Activities:
1) According to the article on abortion in Russia, in what year did the Bolsheviks legalize abortion?
2) From the article on abortion in Russia, extract the passage that starts with "Abortion was forced" and continues through "ways as well.".

Excerpt to read:
- - -
Last week, Russian President Vladimir Putin signed a law banning abortion advertising. Some members of the Duma (the Russian state assembly), are talking about going even further and banning the procedure itself. The Russian Orthodox Church, whose numbers are swelling with converts and “reverts,” is weighing in as well. One Orthodox prelate called abortion a “mutiny against God.” I couldn’t have put it better myself.
This is an amazing turn about in a country which has long been known for its tragically high abortion rate. Until recently, the average woman in Russia could expect to have seven abortions over her lifetime. Even The New York Times, no bastion of pro-life sentiment, has been compelled to acknowledge that Russia’s high abortion rate was damaging the health and fertility of Russian women. As the paper noted in a 2003 editorial, “Now the Russian government is attempting to slow the abortion rate. It is an admirable goal, given the toll that multiple abortions have taken on the health and fertility of Russia’s women.” Not to mention the toll that abortion has taken on the unborn, and on the population as a whole.
Abortion was forced on the Russian people by the Bolsheviks (the Russian communist party under Lenin), who upon coming to power in 1920 legalized abortion up to birth without any restrictions. Their goal was to destroy the family by encouraging women to get abortions, get out of the home and into the workforce. Russia was the first country in the world to declare war on the unborn in this way. Of course, with its purges, mass executions, and Gulag it warred on the unborn in other ways as well.
In fact, it was the early Bolsheviks who developed the suction abortion machine that is still in use in abortion clinics today. They actually developed two versions. The first was the electric suction abortion machine used in abortion clinics in the U.S. and other countries. The second was the manual vacuum aspirator, a hand-held and operated abortion machine that is used in less developed countries in places where no electric power is available.
- - -
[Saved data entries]
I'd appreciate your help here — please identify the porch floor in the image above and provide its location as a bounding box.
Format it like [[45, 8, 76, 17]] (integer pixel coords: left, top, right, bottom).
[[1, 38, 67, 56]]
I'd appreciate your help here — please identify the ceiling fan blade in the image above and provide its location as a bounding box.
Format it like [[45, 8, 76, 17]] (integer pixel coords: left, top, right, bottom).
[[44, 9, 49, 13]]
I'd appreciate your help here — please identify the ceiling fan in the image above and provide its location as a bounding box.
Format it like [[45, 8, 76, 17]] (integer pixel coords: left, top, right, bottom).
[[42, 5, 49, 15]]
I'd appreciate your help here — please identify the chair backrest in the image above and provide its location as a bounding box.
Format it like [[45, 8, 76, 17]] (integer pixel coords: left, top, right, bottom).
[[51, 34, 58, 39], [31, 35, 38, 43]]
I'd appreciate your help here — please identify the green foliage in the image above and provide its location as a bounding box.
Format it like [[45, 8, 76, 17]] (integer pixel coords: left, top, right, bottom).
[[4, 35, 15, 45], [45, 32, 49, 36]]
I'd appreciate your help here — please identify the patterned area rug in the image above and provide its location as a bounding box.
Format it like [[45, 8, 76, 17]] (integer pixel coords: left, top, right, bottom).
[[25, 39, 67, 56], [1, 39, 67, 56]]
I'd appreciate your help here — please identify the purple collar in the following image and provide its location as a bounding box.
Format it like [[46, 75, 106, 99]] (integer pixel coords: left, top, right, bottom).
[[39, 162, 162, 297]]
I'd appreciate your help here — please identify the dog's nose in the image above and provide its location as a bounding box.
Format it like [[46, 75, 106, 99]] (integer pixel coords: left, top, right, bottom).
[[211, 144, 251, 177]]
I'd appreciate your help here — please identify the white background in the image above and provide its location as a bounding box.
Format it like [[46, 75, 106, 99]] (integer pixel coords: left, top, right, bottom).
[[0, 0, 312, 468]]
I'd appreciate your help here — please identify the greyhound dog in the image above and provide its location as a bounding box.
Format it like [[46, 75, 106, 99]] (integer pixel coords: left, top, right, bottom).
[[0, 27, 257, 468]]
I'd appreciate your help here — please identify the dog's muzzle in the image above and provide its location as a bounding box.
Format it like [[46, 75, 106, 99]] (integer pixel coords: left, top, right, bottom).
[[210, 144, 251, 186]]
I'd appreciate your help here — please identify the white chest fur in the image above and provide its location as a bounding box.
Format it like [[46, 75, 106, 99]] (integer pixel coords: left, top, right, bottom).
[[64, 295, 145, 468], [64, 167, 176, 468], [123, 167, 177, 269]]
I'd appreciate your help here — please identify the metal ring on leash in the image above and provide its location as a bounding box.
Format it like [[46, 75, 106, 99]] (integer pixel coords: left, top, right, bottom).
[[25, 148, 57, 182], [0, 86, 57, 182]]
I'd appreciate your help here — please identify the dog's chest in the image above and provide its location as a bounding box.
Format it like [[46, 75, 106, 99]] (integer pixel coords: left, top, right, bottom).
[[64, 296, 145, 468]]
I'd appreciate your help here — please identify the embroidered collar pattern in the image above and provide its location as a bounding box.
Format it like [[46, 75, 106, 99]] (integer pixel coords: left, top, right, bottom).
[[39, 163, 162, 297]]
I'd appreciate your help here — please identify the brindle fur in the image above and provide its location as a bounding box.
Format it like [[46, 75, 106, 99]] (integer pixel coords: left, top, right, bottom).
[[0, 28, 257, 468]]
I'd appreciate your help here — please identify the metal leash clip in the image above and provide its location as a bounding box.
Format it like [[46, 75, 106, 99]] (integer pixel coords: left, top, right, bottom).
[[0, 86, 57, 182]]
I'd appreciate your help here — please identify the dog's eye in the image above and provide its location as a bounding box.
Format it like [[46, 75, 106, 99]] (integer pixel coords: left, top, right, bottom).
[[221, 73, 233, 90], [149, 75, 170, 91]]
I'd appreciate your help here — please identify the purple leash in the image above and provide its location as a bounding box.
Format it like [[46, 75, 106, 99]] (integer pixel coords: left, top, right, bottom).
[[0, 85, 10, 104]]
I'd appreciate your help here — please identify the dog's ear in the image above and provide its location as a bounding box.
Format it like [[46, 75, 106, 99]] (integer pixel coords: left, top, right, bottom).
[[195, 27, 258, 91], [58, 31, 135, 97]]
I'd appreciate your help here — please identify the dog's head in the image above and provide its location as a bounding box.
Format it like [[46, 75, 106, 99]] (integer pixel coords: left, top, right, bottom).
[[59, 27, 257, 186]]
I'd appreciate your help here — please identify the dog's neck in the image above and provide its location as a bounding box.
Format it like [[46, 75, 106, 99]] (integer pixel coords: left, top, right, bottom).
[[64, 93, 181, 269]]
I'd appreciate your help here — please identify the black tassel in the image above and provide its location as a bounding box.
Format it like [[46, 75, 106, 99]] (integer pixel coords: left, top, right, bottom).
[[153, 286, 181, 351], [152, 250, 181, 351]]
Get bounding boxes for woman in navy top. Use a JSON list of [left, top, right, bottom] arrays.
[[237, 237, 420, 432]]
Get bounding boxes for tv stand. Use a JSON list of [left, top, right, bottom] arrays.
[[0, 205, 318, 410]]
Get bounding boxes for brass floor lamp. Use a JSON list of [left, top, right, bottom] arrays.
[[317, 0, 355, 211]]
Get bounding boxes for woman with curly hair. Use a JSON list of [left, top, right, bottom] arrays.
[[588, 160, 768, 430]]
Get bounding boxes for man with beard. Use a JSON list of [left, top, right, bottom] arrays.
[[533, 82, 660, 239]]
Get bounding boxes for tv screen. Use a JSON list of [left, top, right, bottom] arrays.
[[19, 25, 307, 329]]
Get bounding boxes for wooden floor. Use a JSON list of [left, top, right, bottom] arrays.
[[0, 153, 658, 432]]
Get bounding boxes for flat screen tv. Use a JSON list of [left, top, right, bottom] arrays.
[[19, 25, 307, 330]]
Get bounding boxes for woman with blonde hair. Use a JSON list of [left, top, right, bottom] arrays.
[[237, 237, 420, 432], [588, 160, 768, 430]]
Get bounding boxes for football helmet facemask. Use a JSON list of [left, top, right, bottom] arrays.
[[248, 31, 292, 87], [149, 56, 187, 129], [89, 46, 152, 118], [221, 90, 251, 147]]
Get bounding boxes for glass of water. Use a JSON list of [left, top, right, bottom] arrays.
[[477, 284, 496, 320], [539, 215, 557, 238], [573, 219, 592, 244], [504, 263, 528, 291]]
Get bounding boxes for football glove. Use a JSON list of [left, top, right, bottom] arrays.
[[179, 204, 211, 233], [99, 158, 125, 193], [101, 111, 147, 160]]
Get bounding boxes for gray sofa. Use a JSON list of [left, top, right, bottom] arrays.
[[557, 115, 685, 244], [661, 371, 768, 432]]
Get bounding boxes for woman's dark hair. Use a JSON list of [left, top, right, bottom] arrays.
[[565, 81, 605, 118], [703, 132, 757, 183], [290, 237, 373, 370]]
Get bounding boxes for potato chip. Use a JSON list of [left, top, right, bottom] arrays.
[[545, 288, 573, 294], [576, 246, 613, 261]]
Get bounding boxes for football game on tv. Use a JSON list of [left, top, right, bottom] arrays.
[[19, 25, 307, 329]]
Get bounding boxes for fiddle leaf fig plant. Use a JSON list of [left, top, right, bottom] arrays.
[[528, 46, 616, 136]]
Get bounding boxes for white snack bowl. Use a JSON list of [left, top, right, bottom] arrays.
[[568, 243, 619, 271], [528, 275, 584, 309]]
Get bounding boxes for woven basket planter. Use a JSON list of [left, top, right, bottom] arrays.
- - -
Set of answers:
1) 1920

2)
Abortion was forced on the Russian people by the Bolsheviks (the Russian communist party under Lenin), who upon coming to power in 1920 legalized abortion up to birth without any restrictions. Their goal was to destroy the family by encouraging women to get abortions, get out of the home and into the workforce. Russia was the first country in the world to declare war on the unborn in this way. Of course, with its purges, mass executions, and Gulag it warred on the unborn in other ways as well.